Region pointing data:
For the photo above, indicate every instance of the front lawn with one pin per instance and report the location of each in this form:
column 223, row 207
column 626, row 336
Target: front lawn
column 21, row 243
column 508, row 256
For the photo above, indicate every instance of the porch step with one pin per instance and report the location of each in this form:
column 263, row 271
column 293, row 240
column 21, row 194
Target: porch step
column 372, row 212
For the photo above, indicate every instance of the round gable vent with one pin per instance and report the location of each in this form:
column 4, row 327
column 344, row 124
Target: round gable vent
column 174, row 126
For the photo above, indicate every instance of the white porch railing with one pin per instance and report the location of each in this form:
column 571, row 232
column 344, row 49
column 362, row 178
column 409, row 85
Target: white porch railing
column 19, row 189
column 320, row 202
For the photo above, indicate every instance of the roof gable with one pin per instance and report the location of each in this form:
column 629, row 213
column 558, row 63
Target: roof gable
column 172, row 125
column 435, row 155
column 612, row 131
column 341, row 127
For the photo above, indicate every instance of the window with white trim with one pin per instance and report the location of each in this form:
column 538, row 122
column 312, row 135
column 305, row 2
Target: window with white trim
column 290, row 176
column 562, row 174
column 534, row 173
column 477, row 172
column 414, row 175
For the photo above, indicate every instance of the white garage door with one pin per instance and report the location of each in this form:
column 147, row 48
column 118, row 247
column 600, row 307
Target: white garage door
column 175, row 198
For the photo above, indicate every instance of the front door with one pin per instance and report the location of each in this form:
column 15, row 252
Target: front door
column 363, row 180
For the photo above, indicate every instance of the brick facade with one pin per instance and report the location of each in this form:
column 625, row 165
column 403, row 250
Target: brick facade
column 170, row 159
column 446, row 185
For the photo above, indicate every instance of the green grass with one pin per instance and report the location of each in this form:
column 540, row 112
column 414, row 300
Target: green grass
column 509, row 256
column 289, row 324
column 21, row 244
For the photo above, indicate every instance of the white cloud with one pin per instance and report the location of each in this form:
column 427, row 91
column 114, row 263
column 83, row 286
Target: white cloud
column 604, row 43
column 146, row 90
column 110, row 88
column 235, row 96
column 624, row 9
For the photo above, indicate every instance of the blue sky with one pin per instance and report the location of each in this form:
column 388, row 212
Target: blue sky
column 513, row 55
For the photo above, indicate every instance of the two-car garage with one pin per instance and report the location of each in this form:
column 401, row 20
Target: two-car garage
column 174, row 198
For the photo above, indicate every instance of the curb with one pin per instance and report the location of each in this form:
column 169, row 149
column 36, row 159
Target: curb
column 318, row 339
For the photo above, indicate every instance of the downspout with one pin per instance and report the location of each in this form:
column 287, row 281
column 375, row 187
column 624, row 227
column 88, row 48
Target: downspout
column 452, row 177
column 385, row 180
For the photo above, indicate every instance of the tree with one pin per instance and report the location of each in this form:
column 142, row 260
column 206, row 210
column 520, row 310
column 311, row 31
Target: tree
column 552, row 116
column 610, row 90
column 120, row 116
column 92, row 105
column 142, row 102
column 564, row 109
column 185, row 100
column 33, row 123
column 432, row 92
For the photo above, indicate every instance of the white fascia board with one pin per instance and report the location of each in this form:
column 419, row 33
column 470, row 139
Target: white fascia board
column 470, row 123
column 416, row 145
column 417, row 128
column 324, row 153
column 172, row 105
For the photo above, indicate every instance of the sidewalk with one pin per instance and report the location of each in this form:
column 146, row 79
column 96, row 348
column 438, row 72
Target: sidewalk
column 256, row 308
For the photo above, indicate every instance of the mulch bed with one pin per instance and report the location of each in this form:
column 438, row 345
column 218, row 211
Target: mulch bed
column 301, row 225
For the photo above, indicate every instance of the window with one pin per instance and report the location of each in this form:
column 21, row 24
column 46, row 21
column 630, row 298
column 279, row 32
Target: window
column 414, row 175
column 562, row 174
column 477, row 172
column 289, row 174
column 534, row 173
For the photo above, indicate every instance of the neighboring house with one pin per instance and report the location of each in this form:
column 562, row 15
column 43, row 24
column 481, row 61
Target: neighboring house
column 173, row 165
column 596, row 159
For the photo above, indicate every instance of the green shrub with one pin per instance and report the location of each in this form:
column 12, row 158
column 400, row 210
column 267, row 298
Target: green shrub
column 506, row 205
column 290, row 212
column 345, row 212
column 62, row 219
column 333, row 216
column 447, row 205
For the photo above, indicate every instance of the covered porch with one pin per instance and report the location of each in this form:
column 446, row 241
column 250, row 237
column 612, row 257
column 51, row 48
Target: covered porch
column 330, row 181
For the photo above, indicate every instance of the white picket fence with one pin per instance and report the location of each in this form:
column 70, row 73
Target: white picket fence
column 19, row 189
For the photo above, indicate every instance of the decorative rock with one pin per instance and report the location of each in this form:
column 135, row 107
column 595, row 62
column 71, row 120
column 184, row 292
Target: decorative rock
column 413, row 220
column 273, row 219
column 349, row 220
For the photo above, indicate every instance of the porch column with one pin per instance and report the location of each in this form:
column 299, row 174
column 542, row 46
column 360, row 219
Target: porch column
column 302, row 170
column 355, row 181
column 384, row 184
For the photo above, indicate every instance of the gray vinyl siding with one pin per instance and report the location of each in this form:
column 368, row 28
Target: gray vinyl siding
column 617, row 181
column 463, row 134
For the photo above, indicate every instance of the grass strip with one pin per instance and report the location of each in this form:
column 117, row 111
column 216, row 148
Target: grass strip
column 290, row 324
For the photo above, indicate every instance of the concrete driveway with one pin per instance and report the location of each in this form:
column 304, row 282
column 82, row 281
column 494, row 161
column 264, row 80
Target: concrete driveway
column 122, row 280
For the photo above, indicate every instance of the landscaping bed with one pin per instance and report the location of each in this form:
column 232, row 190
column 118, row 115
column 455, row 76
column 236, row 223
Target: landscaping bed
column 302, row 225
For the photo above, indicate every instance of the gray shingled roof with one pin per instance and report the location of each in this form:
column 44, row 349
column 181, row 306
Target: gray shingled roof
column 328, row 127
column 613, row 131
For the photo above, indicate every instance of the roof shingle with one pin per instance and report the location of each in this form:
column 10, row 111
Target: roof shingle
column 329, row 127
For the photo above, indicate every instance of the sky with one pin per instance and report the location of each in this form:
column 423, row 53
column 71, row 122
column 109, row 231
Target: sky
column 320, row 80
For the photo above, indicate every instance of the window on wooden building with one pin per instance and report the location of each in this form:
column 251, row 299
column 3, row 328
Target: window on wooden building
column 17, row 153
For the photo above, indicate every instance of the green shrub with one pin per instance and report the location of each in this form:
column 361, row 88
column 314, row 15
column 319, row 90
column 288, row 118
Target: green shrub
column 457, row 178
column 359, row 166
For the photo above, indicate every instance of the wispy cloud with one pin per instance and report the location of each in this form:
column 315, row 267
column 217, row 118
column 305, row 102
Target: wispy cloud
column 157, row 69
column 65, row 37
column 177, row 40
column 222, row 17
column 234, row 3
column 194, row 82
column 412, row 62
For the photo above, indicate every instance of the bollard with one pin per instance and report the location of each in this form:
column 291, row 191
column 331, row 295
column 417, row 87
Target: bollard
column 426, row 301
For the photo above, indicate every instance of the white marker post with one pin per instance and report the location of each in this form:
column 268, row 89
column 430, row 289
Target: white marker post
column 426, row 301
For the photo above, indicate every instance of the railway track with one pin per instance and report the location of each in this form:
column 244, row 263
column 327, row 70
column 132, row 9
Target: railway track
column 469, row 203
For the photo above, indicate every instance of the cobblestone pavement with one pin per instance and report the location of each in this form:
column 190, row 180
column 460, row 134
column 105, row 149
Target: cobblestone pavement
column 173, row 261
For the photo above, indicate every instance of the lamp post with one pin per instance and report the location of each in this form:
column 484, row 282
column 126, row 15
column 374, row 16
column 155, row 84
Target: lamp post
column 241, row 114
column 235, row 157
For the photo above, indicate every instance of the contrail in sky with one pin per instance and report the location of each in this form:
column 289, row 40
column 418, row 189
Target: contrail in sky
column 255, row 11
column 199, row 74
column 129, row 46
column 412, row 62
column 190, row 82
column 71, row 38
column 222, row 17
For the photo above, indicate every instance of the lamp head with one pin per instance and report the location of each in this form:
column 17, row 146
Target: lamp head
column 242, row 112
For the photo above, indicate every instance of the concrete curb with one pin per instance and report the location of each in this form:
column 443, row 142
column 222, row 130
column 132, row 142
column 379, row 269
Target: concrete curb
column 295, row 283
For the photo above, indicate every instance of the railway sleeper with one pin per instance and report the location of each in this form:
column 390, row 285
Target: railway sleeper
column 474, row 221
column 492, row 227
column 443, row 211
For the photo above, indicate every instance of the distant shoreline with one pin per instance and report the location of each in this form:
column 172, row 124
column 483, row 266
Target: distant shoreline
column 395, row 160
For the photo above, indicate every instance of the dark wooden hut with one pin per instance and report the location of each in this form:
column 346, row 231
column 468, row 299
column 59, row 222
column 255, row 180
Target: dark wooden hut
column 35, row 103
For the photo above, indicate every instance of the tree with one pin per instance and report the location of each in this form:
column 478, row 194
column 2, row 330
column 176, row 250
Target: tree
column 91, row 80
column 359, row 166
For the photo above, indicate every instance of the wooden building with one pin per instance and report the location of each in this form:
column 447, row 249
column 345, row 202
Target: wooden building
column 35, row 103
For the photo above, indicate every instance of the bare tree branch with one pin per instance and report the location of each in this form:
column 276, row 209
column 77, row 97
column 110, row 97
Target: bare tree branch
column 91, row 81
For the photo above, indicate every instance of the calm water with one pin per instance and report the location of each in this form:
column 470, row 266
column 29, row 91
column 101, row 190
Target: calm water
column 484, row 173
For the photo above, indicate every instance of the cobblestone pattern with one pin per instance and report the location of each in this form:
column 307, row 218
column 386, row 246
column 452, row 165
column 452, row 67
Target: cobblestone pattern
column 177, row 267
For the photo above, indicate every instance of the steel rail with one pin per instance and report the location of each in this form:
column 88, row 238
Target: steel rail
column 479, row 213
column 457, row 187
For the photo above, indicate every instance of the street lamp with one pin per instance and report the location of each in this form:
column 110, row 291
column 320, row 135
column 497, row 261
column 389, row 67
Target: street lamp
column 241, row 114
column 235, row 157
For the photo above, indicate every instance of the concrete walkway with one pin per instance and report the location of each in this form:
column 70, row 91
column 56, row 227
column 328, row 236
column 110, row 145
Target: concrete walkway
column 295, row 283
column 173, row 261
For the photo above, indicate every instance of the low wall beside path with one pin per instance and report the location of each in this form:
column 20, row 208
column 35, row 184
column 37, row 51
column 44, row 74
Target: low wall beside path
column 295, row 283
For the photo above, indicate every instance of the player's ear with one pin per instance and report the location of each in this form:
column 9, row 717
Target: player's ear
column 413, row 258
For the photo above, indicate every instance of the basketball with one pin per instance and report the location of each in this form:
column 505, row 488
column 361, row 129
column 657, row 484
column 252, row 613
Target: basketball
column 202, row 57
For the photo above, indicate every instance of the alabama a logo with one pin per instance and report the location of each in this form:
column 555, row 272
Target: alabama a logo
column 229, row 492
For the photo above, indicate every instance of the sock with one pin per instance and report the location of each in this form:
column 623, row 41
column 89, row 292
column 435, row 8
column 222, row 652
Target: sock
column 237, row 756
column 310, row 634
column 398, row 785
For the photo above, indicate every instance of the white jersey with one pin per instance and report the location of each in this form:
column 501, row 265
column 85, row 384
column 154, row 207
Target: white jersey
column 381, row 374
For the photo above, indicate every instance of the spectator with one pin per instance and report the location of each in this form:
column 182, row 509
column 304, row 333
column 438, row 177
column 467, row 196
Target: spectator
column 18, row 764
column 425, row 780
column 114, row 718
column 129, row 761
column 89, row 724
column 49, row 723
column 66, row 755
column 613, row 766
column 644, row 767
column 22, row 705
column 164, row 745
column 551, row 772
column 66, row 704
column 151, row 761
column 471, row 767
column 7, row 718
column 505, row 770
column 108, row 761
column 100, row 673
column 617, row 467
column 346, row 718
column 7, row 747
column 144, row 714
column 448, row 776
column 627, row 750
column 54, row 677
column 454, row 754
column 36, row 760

WHAT TO PRODUCE - Using the data above, transcribe the lines that run from the line with "column 362, row 178" to the line with "column 558, row 63", both ends kept, and output nothing else.

TASK ANSWER -
column 362, row 178
column 409, row 85
Target: white porch railing
column 19, row 189
column 320, row 202
For the photo above, indicate every instance of the roof gable with one pin per instance and report the location of each in this form:
column 629, row 213
column 558, row 63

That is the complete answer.